:: CONSEGNA ::
Puoi trascrivere parola per parola, senza cambiare nulla, tutto il materiale che segue?

(Voci elencate in un dataset)
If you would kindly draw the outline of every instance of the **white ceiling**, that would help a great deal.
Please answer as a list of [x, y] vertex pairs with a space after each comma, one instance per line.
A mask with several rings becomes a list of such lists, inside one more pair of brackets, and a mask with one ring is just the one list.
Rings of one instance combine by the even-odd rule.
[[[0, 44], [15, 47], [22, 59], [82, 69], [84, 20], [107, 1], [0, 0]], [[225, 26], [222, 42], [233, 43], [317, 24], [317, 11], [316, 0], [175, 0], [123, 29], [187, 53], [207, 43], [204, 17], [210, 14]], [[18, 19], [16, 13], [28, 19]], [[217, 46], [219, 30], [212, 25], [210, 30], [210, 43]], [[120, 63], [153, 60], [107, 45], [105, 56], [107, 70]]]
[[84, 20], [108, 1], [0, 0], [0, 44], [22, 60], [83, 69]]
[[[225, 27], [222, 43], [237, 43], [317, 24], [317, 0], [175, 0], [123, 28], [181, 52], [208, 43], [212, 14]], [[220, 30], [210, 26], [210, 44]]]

:: SOLUZIONE PROPOSTA ::
If you would kindly draw the outline of every instance of the **white ceiling**, that would help a great deal.
Please answer as a list of [x, y] vertex pairs with a space after each comma, one instance per line.
A mask with several rings becomes a list of such lists, inside one more pair of brackets, and a mask with one ring is just the one list.
Rings of one instance combine by the even-odd rule.
[[[0, 44], [15, 47], [22, 59], [82, 69], [84, 20], [107, 1], [0, 0]], [[225, 26], [222, 42], [233, 43], [317, 24], [317, 11], [316, 0], [175, 0], [123, 29], [187, 53], [207, 43], [204, 17], [210, 14]], [[18, 19], [16, 13], [28, 19]], [[217, 46], [219, 30], [212, 25], [210, 30], [210, 43]], [[120, 63], [153, 60], [107, 45], [105, 56], [107, 70]]]
[[84, 20], [108, 1], [0, 0], [0, 44], [22, 60], [83, 69]]
[[[225, 27], [222, 43], [237, 43], [317, 24], [317, 0], [175, 0], [123, 28], [181, 52], [208, 43], [212, 14]], [[220, 30], [210, 26], [210, 44]]]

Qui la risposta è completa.